**Source document**
— Start —

Wise Children started life at London’s Old Vic, where (unsurprisingly) I had booked a few tickets on the strength of Emma Rice and Katy Owen’s names alone… Me being me, the first things I booked were the first preview and very last performance – although I was slightly miffed when they then allowed people in for an open dress rehearsal prior to the first preview (but obviously wouldn’t have turned down the chance to go had I won a ticket!). I have to admit that I was slightly on the fence about aspects of the show following the first preview, but I put that down to a combination of it being in need of some tightening (fair enough, given that it was the first preview) and having only just finished reading the book – minutes before the performance began! Source material can sometimes get in your head and spoil what are actually very good adaptations.
Since that first outing, it’s been on the upward trail – every show improves on the last, be it through Emma Rice’s tinkering, a subtle shift in performance, or where I happen to be sitting… I’m really looking forward to dedicating a good chunk of my free time to following this show around the country! So keep an eye on this blog, as a new diary entry will be added following each show – and I’ll also be updating my exploits via Instagram stories, if that’s your thing.
Oxford Playhouse (7.30pm, 15 November 2018)

— End —

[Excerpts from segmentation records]
— Start —

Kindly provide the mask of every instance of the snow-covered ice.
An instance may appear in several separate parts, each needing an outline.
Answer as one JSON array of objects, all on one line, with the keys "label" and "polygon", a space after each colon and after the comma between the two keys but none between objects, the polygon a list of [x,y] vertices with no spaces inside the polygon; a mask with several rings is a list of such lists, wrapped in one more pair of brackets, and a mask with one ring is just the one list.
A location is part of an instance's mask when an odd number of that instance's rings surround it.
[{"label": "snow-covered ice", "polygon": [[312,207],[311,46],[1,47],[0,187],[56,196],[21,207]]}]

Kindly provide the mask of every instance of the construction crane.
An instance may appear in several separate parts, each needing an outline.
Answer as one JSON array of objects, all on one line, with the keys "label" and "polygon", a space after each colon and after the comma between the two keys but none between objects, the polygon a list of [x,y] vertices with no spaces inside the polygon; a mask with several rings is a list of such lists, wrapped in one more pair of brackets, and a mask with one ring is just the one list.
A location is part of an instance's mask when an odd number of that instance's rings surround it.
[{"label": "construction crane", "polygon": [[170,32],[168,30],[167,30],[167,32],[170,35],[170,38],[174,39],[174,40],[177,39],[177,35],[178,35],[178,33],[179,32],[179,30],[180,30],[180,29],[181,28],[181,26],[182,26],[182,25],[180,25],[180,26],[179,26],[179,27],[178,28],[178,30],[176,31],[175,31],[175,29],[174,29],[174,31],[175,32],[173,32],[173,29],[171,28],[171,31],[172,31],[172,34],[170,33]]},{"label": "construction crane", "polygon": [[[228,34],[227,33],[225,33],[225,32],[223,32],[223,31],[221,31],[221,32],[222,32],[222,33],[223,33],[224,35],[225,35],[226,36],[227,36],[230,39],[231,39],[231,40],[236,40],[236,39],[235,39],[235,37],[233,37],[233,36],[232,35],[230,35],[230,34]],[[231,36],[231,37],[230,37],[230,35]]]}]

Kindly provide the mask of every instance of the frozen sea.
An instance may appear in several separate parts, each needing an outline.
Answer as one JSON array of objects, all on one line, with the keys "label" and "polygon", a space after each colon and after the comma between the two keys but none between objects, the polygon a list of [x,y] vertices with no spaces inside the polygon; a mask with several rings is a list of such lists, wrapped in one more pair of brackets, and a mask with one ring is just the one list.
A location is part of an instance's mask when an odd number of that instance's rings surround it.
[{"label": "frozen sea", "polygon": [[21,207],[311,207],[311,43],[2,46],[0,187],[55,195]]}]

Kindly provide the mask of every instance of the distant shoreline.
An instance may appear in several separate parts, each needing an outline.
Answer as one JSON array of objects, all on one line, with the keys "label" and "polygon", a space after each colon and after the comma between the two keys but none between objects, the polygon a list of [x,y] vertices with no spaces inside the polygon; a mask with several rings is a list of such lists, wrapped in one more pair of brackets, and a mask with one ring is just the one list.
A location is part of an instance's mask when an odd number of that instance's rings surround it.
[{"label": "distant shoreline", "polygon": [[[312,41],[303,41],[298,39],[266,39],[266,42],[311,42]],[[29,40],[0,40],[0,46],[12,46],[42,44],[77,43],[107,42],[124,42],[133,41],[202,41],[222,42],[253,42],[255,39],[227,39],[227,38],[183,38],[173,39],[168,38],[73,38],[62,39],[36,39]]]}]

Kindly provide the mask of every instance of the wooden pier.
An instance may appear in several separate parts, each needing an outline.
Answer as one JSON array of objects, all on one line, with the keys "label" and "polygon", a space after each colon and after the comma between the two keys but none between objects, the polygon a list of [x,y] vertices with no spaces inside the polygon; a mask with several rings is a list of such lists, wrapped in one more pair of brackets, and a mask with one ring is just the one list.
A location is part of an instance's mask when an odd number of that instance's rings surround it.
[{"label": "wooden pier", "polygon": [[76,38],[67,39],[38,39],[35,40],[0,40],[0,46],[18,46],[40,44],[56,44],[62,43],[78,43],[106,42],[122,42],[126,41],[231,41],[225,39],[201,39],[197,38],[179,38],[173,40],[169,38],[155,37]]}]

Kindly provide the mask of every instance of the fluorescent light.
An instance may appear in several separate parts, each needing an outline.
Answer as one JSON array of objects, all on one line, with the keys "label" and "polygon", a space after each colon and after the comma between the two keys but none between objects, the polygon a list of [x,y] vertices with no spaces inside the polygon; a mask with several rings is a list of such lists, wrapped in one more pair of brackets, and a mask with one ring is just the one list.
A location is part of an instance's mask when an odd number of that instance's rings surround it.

— End —

**Exercise set**
a) According to the post about Wise Children, what are the possible reasons that each show improves on the last? List them all.
b) In the post about Wise Children, which theater did the show start life at?

**Task-by-task results**
a)
- Emma Rice's tinkering
- A subtle shift in performance
- Where the writer happens to be sitting

b) London's Old Vic.